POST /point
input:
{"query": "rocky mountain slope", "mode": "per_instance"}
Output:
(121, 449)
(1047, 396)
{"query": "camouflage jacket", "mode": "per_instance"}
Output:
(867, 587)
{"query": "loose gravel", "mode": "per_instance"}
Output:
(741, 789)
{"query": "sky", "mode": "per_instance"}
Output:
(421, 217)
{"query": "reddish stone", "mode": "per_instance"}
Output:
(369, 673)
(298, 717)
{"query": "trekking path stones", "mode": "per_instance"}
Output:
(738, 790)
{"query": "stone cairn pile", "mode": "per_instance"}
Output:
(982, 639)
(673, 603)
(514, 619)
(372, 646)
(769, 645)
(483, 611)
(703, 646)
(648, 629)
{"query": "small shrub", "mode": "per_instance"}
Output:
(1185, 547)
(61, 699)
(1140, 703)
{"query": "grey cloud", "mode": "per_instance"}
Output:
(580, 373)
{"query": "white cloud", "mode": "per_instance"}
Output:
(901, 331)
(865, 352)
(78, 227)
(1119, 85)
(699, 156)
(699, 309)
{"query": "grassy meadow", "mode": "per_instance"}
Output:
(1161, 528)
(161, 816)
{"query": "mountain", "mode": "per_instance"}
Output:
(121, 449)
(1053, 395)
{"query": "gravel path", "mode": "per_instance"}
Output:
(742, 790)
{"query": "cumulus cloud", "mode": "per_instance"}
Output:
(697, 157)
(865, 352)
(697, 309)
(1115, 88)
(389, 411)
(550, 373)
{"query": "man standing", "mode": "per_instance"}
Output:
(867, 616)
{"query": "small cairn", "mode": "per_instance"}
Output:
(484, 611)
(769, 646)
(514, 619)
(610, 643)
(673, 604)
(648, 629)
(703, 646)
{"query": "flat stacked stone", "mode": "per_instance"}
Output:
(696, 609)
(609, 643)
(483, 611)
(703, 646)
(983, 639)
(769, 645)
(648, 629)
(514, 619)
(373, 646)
_ _ _ _ _ _ _
• _PROBLEM REQUIREMENTS_:
Please pick out each line of the records above that contains the word "gravel" and copy those lines unchanged.

• _TASK OUTPUT_:
{"query": "loose gravel", "mode": "per_instance"}
{"query": "gravel path", "mode": "per_instance"}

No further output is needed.